§ Entries supplied
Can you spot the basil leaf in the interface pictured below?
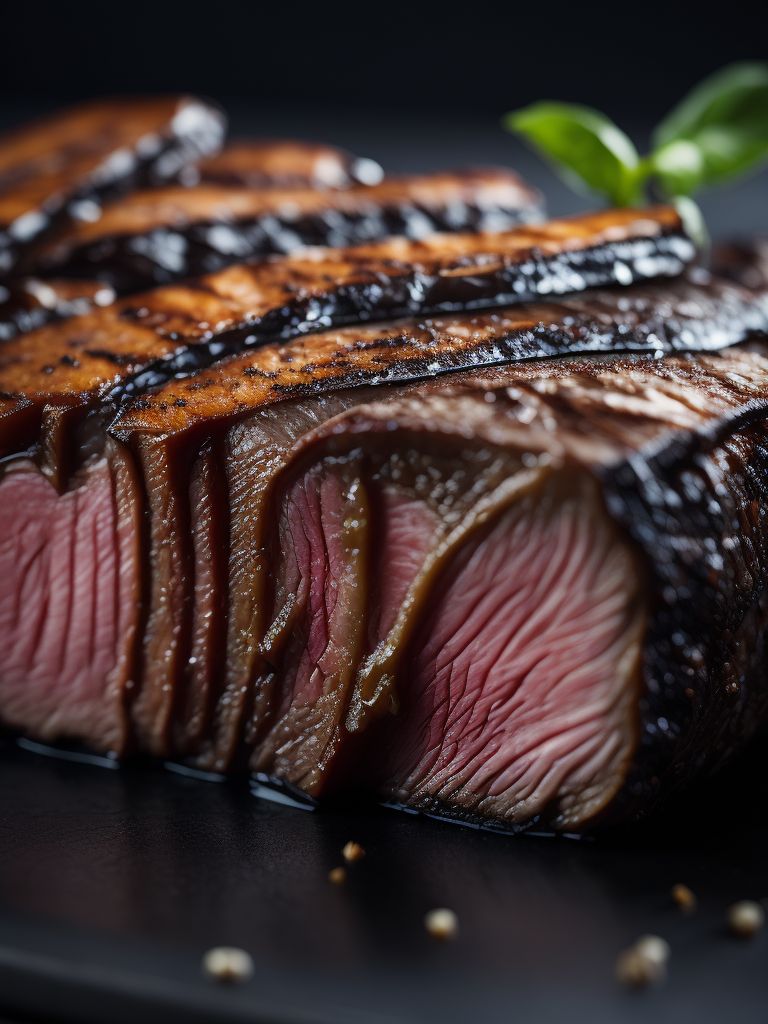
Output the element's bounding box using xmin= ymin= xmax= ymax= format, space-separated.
xmin=650 ymin=138 xmax=706 ymax=199
xmin=652 ymin=61 xmax=768 ymax=187
xmin=504 ymin=101 xmax=644 ymax=206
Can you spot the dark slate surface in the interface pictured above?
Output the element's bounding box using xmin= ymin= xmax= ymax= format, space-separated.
xmin=0 ymin=741 xmax=768 ymax=1024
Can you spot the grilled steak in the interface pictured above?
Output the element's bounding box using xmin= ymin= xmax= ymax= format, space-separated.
xmin=25 ymin=169 xmax=543 ymax=295
xmin=0 ymin=96 xmax=224 ymax=275
xmin=0 ymin=207 xmax=696 ymax=402
xmin=0 ymin=278 xmax=117 ymax=341
xmin=195 ymin=138 xmax=384 ymax=188
xmin=0 ymin=249 xmax=768 ymax=830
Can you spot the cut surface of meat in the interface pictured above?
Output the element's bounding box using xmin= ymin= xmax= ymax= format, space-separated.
xmin=0 ymin=96 xmax=224 ymax=274
xmin=26 ymin=168 xmax=543 ymax=294
xmin=0 ymin=453 xmax=140 ymax=753
xmin=368 ymin=474 xmax=645 ymax=828
xmin=0 ymin=272 xmax=768 ymax=831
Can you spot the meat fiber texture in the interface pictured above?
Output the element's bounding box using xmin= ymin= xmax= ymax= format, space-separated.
xmin=0 ymin=247 xmax=768 ymax=830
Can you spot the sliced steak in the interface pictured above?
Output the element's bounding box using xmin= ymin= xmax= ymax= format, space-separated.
xmin=0 ymin=96 xmax=224 ymax=275
xmin=0 ymin=207 xmax=696 ymax=401
xmin=0 ymin=278 xmax=117 ymax=341
xmin=193 ymin=138 xmax=384 ymax=188
xmin=0 ymin=442 xmax=141 ymax=754
xmin=25 ymin=169 xmax=544 ymax=295
xmin=192 ymin=350 xmax=768 ymax=829
xmin=0 ymin=333 xmax=768 ymax=830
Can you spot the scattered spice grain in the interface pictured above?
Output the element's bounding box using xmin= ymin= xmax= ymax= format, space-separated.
xmin=615 ymin=935 xmax=670 ymax=988
xmin=670 ymin=882 xmax=696 ymax=914
xmin=341 ymin=841 xmax=366 ymax=864
xmin=725 ymin=899 xmax=765 ymax=939
xmin=424 ymin=906 xmax=459 ymax=942
xmin=203 ymin=946 xmax=253 ymax=984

§ Written task
Copy out the entire listing above, line for line, with no changes to any character, but omit the picture.

§ Task output
Can you spot the basil leaf in the interface pictured below?
Output the element's bounding box using xmin= ymin= xmax= ymax= format, space-separated.
xmin=650 ymin=138 xmax=706 ymax=199
xmin=652 ymin=61 xmax=768 ymax=187
xmin=504 ymin=101 xmax=644 ymax=206
Can you spot the dark slate surface in the interface pictured above?
Output the element's bounding box using xmin= ymin= xmax= ymax= format, space-separated.
xmin=0 ymin=741 xmax=768 ymax=1024
Can you spot the grilled steak in the interface pictured above?
Output the element's bounding box using xmin= ymin= xmax= ymax= format, space-separated.
xmin=25 ymin=169 xmax=543 ymax=295
xmin=0 ymin=96 xmax=224 ymax=275
xmin=0 ymin=207 xmax=696 ymax=402
xmin=0 ymin=278 xmax=117 ymax=341
xmin=195 ymin=138 xmax=384 ymax=188
xmin=0 ymin=249 xmax=768 ymax=830
Can you spot the cut surface of meat in the interface pictured above?
Output the element's bounding box using xmin= ymin= xmax= ymax= format, space-separated.
xmin=0 ymin=96 xmax=224 ymax=274
xmin=26 ymin=168 xmax=543 ymax=294
xmin=0 ymin=453 xmax=140 ymax=753
xmin=368 ymin=474 xmax=645 ymax=828
xmin=0 ymin=272 xmax=768 ymax=831
Can you spot the meat fiber texture in the interface pictured above?
Output the element's bounding box using xmin= ymin= xmax= ymax= format, space-separated.
xmin=0 ymin=247 xmax=768 ymax=830
Can you spot the sliced steak in the interface pictured above?
Output the element's bounding box using xmin= ymin= xmax= ymax= format, space-separated.
xmin=0 ymin=96 xmax=224 ymax=275
xmin=0 ymin=207 xmax=696 ymax=401
xmin=0 ymin=278 xmax=117 ymax=341
xmin=193 ymin=138 xmax=384 ymax=188
xmin=0 ymin=442 xmax=141 ymax=754
xmin=25 ymin=169 xmax=544 ymax=295
xmin=192 ymin=350 xmax=768 ymax=829
xmin=0 ymin=333 xmax=768 ymax=830
Can you spot the scattered spice grain in the interface pictured above?
Output the element's bounding box using xmin= ymin= xmax= ymax= format, space-separated.
xmin=615 ymin=935 xmax=670 ymax=988
xmin=670 ymin=882 xmax=696 ymax=914
xmin=341 ymin=841 xmax=366 ymax=864
xmin=725 ymin=899 xmax=765 ymax=939
xmin=424 ymin=906 xmax=459 ymax=942
xmin=203 ymin=946 xmax=253 ymax=984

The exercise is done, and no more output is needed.